Within a short period of time, a day or so, you can hear totally what’s happening. That’s a problem itself because trying to get any quiet or darkness to rest is really difficult. Then there are the routines that must, must, must happen. You must get your vital signs (temperature, pulse and blood pressure) three times a day and you must get your blood taken once a day. And all your urine must be measured. Most of these are scheduled for when you finally doze off to sleep.

You are encouraged to get your lazy ass out of bed and get walking around. This of course is a good thing because it is what you need to get out. However, there is that slight problem of getting anyone to actually help you during those first few times. I was lucky that my care assistant in the beginning was one of the best I had. Then you go through the learning curve of how to unplug your device so your pole was mobile and how to use the pole for support while navigating with the device plus input and output bags and tubing.

Then there is pain medication. The whole thing related to pain medication is very bizarre. Along with our device, they include a narcotic pain reliever. You get another button (brown to distinguish it from the red ‘pretend someone is going to respond to your call for help’ button. They want you to use your brown button - sort of. You can push it as much as you want. The device will regulate things so you can never overdose yourself. And the official posture is that they do not want you in pain. You should not be in pain. You should take your pain medication.

Now some of us are sensitive to narcotics and don’t react well. They send me into all kinds of dark dreams and I feel like I’m on the verge of asphyxiating. So after the first night, I’m saying to myself, “I may be in agony from the pain but I think the narcotic effect is worse so I’ll just deal with the pain.” The system doesn’t like this. When the doctors and nurses come in they ask how your pain is from 1 to 10 with 10 being the worse pain you’ve ever had. So you tell them and they say, “but you’re not using your pain meds; if you’re in pain you need to use your pain meds!). So you insist that you hate the pain meds and you’d rather just deal with the pain. Finally they relent and let you take a much smaller dose by mouth that dilutes the effects substantially.

Additionally the narcotics slow down the body’s digestive and elimination system. This is the second big rite of passage to getting out of the hospital…you have to poop. No going means not going. So the more you use the painkillers the more you’re slowing your system.

## Extracted records
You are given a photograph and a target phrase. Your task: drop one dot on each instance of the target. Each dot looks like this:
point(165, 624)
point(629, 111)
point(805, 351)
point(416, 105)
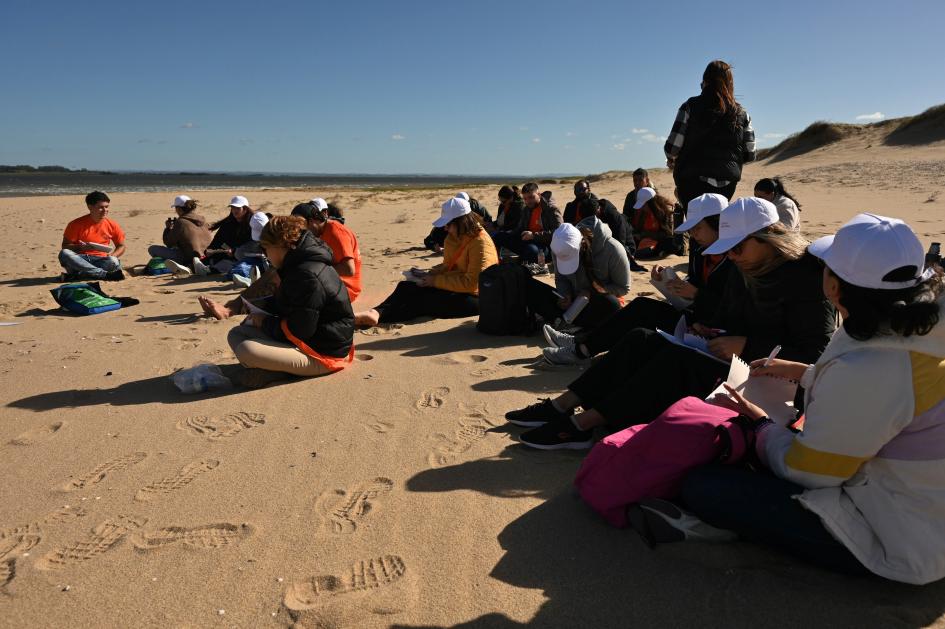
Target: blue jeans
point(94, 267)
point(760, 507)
...
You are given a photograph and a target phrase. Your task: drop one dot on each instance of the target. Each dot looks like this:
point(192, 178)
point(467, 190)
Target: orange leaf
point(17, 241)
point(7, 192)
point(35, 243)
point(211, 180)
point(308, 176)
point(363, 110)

## Required tasks
A - For the account of a hospital stay, say whether each statement agrees with it, answering yes or no and quoting the words that decide it: (i) vital signs are checked three times a day; (ii) the button for pain medication is red; (iii) the device prevents a patient from taking an overdose.
B - According to the account of a hospital stay, what do the narcotics slow down?
C - Extend the account of a hospital stay, starting after its final sentence.

## Outputs for the tasks
A -
(i) Yes: "You must get your vital signs (temperature, pulse and blood pressure) three times a day"
(ii) No: "brown to distinguish it from the red"
(iii) Yes: "The device will regulate things so you can never overdose yourself."

B - The body's digestive and elimination system.

C -
Since I’m pretty much a paranoid individual, I’m convinced they want everybody drugged up as much as possible. If they’re drugged they won’t ask for so much pesky help that interferes with standing around the nurses station, chatting, being in the break room and surfing the Internet.

6 comments:

stef said...

Hmmm. It would be really interesting to hear what it's like from the institutional view. I hope you'll be sharing your observations with them at some point!

Anonymous said...

Pain from catheter...can I just say ow ow ow ow.
It sucks when your well-being is in the hands of strangers but your in control now and coming home Saturday night!!
Do they have those brown buttons to go? Tee hee. I need one that is mobile, I can just carry it around everywhere and press the button! ;)

Tim

Lakeview Coffee Joe said...

I'm with Tim....brown buttons for everyone!!

You talk about the "system" in a similar way that you would talk about some sentient being....or the Borg. Too funny.

Certainly there are always going to be some frustrating things about such an event, but they seemed to be relatively minimal, though I didn't have to live through them myself.

Bernice said...

When will you actually go home to Albuquerque? How are you feeling now?

Anonymous said...

Gee Michael, how do you really feel? Just kidding...you've given great insight into a major event(organ transplant) that most of us will never experience. Your astute observations and ironic comments are unrivaled.

alexis said...

it certainly is a side of healthcare that is never featured in medical dramas on television. I am glad that you are out of there!